[GOALS]
1/ Rewrite the beach guide from "A fishing village" down to "verandas and balconies.", changing "bicycles" to "bikes".
2/ According to the beach guide, how many steps lead down to Sellin's covered pier and beach?
3/ Pick up the beach guide after its last sentence and keep writing.

[EXTRACT]

BEGIN

A fishing village in the 1300s, Warnemuende became a vacation spot for Berliners in the 1850s. Its broad, sandy beaches were the inspiration for the hooded German beach chair used across Europe. International sailing and surfing competitions draw visitors to the Alte Strom (Old Channel).
The widest beach on Zingst, Prerow offers lifeguards throughout the summer, but its popularity makes finding parking in the summer difficult, so consider renting bicycles. A cycling trail runs across the peninsula connecting towns and beaches, making it easy to get around this way.
- Sellin’s postcard-worthy covered pier and beach, reached via 87 steps down a vertical cliff, draws many a photography buff, but the real beauty of the island’s second-largest spa town is the Wilhelmstrasse strolling mile with its historic art deco villas sporting decorated verandas and balconies.

END

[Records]
BEGIN

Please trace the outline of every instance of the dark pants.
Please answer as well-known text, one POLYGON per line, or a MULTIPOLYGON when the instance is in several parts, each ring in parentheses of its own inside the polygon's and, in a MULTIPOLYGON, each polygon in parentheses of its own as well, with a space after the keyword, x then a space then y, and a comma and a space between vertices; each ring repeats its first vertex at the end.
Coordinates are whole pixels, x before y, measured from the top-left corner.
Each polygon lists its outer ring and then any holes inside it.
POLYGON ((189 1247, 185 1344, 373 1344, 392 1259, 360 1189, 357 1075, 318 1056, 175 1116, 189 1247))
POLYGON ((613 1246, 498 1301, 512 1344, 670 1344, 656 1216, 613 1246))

END

[ANSWERS FOR THIS EXERCISE]
1/
A fishing village in the 1300s, Warnemuende became a vacation spot for Berliners in the 1850s. Its broad, sandy beaches were the inspiration for the hooded German beach chair used across Europe. International sailing and surfing competitions draw visitors to the Alte Strom (Old Channel).
The widest beach on Zingst, Prerow offers lifeguards throughout the summer, but its popularity makes finding parking in the summer difficult, so consider renting bikes. A cycling trail runs across the peninsula connecting towns and beaches, making it easy to get around this way.
- Sellin’s postcard-worthy covered pier and beach, reached via 87 steps down a vertical cliff, draws many a photography buff, but the real beauty of the island’s second-largest spa town is the Wilhelmstrasse strolling mile with its historic art deco villas sporting decorated verandas and balconies.

2/ 87 steps, down a vertical cliff.

3/
- Prora is most famous for its fivekilometre-long, six-storey concrete and steel building, a relic of the Nazi era. One of several planned KdF (strength through joy) resorts, intended to house 20,000 citizens for supervised holidays, it was never completed. Mostly vacant, a small part of the massive structure houses an eclectic mix of museums, including one showcasing 70 restored East German motorcycles.
IF YOU GO
Ahrenshoop is 230 km from Hamburg airport and 250 km from Berlin, both served by Lufthansa (lufthansa.com). The trip is a two-to-three-hour drive depending how fast you want to drive on the autobahn. Binz, Rügen Island is 310 km from Hamburg and 315 km from Berlin.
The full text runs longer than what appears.